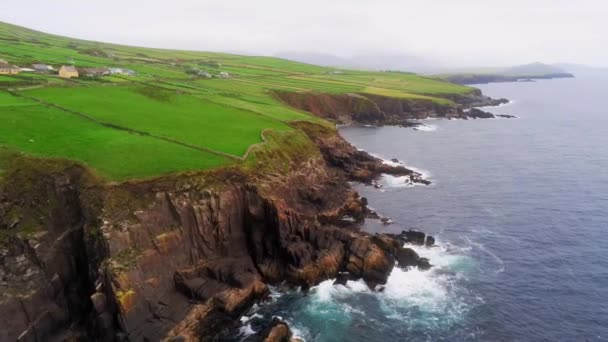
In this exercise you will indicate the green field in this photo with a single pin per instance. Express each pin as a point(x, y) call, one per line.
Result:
point(164, 119)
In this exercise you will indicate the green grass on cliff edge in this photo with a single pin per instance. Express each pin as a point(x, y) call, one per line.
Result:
point(164, 119)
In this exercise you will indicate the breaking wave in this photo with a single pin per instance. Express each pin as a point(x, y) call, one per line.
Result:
point(411, 301)
point(425, 128)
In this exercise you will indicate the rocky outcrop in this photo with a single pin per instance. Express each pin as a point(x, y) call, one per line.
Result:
point(358, 165)
point(498, 78)
point(278, 331)
point(376, 110)
point(179, 258)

:::

Retype each of the entries above exactly as it appears, with no pictures.

• _Answer for this exercise_
In this exercise you will indicate the green field in this photo with a single pin per instance. Express each pin as a point(x, y) call, one per line.
Result:
point(164, 119)
In this exercise you will indicate the green grass on cliff edge in this photo with a single pin per instance. Express each pin as a point(x, y) call, one per line.
Result:
point(164, 119)
In this exercise you will indicate the breaking wave in this photo with a single pin per instance. Express each pin as a point(x, y) call, one per line.
Result:
point(411, 301)
point(425, 128)
In this exercise you will indicate the rocky outcrop in this photo with a single pin per instance. Express each pin as a point(x, y) call, one per line.
Result:
point(358, 165)
point(498, 78)
point(278, 331)
point(376, 110)
point(179, 258)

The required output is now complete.